**INSTRUCTIONS**
1. Answer these questions about the text on threat and attention:
(a) Which two people does the text give as examples of facing true threats to physical safety?
(b) For how many years does the text say human brains, in some ways, haven't changed?
(c) Which three things does the text say can all be under threat?
2. Can you update the records by changing "five-petaled yellow flower" to "yellow flower" and leaving everything else unchanged?
+++ PROVIDED TEXT
When we study threat in the lab, we don’t put people in situations where they truly feel their physical safety is at risk—that wouldn’t be ethical. However, plenty of people that I work with do face true threats to their physical safety: a soldier going into combat or a live-fire training exercise, or a fire jumper confronting a dangerous blaze in high winds. For most of us, threat will be less literal—but that doesn’t mean its impact on our attention will be less. A meeting with a supervisor regarding a performance review, a dispute with your insurance company, testifying at a public hearing with city officials regarding a new ordinance that affects your neighborhood—these types of circumstances, while not representing threats to our physical safety, can still be threatening. Our reputation, financial well-being, or sense of justice can all be under threat.

Even if you have the highest IQ on the block, here’s a truth about human brains: in some ways, they haven’t changed in thirty-five thousand years. If the brain believes it’s under threat, it’s going to reconfigure attention accordingly, regardless of whether what’s actually in front of you is a threat.
++++++
+++ SUPPLIED MATERIAL
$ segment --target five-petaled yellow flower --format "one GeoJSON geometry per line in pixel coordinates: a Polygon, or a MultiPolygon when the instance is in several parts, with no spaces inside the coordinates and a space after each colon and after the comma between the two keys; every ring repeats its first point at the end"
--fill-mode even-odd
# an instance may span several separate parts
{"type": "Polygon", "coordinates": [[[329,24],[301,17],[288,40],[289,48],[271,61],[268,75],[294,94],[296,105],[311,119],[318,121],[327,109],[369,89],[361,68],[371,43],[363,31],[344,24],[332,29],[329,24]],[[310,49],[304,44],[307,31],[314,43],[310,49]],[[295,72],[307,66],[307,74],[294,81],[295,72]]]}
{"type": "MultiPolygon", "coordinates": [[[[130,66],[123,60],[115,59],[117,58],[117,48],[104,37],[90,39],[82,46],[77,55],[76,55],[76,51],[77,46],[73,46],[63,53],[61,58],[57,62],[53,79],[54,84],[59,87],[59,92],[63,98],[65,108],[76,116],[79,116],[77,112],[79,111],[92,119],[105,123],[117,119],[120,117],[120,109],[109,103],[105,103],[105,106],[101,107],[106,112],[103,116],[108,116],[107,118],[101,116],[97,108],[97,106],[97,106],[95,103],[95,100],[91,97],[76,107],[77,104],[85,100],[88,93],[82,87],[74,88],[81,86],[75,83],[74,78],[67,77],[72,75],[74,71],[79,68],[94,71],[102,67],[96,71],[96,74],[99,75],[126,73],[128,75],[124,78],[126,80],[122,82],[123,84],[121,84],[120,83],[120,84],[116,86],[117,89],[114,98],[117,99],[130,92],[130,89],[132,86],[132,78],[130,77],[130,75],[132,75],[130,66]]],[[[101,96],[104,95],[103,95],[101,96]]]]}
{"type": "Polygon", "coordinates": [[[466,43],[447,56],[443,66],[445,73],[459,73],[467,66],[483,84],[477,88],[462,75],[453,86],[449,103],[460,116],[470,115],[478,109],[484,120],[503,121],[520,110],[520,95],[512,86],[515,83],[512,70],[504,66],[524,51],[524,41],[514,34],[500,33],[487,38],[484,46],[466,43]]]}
++++++
**RESPONSES FOR EACH TASK**
1.
(a) A soldier going into combat or a live-fire training exercise, and a fire jumper confronting a dangerous blaze in high winds.
(b) Thirty-five thousand years.
(c) Our reputation, financial well-being, and sense of justice.

2.
$ segment --target yellow flower --format "one GeoJSON geometry per line in pixel coordinates: a Polygon, or a MultiPolygon when the instance is in several parts, with no spaces inside the coordinates and a space after each colon and after the comma between the two keys; every ring repeats its first point at the end"
--fill-mode even-odd
# an instance may span several separate parts
{"type": "Polygon", "coordinates": [[[329,24],[301,17],[288,40],[289,48],[271,61],[268,75],[294,94],[296,105],[311,119],[318,121],[327,109],[369,89],[361,68],[371,43],[363,31],[344,24],[332,29],[329,24]],[[310,49],[304,44],[307,31],[314,43],[310,49]],[[295,72],[307,66],[307,74],[294,81],[295,72]]]}
{"type": "MultiPolygon", "coordinates": [[[[130,66],[123,60],[115,59],[117,58],[117,48],[104,37],[90,39],[82,46],[77,55],[76,55],[76,51],[77,46],[73,46],[63,53],[61,58],[57,62],[53,79],[54,84],[59,87],[59,92],[63,98],[65,108],[76,116],[79,116],[77,112],[79,111],[92,119],[105,123],[117,119],[120,117],[120,109],[109,103],[105,103],[105,106],[101,107],[106,112],[103,116],[108,116],[107,118],[101,116],[97,108],[97,106],[97,106],[95,103],[95,100],[91,97],[76,107],[77,104],[85,100],[88,93],[82,87],[74,88],[81,86],[75,83],[74,78],[67,77],[72,75],[74,71],[79,68],[94,71],[102,67],[96,71],[96,74],[99,75],[126,73],[128,75],[124,78],[126,80],[122,82],[123,84],[121,84],[120,83],[120,84],[116,86],[117,89],[114,98],[117,99],[130,92],[130,89],[132,86],[132,78],[130,77],[130,75],[132,75],[130,66]]],[[[101,96],[104,95],[103,95],[101,96]]]]}
{"type": "Polygon", "coordinates": [[[466,43],[447,56],[443,66],[445,73],[459,73],[467,66],[483,84],[477,88],[462,75],[453,86],[449,103],[460,116],[470,115],[478,109],[484,120],[503,121],[520,110],[520,95],[512,86],[515,83],[512,70],[504,66],[524,51],[524,41],[514,34],[500,33],[487,38],[484,46],[466,43]]]}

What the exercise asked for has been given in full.